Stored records
########################################

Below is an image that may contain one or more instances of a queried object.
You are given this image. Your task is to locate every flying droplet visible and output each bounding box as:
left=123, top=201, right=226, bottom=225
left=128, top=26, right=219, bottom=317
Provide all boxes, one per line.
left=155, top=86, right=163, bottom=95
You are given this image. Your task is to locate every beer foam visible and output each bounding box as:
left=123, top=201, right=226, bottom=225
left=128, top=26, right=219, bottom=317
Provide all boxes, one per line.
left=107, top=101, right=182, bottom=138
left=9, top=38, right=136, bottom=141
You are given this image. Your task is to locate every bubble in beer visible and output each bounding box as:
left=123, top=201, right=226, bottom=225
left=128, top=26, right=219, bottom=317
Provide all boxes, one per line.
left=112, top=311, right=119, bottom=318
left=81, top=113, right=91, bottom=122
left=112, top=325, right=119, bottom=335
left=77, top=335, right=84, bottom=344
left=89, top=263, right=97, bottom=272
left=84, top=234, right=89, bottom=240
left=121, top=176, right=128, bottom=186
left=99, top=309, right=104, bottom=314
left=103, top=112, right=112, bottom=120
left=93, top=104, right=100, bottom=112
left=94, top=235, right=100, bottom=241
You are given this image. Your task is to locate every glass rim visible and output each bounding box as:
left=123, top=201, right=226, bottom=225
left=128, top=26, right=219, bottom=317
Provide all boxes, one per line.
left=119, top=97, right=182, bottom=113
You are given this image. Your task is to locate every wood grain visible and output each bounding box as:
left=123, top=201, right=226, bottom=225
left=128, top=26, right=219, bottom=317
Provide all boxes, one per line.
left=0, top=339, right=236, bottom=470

########################################

◆ Your goal
Copy each line above where "output" appears.

◆ Task response
You are given this image. Your task is to locate every flying droplet visible and output each bounding box as:
You are given this image. Your task is to locate every beer foam visible and output each bounding box as:
You are given this image. Your task is to locate every bubble in beer visible and output each bounding box as:
You are given this image. Your task is to locate every glass rim visible and output each bounding box as:
You are given this image. Your task is to locate every wood grain visible and output each bounding box as:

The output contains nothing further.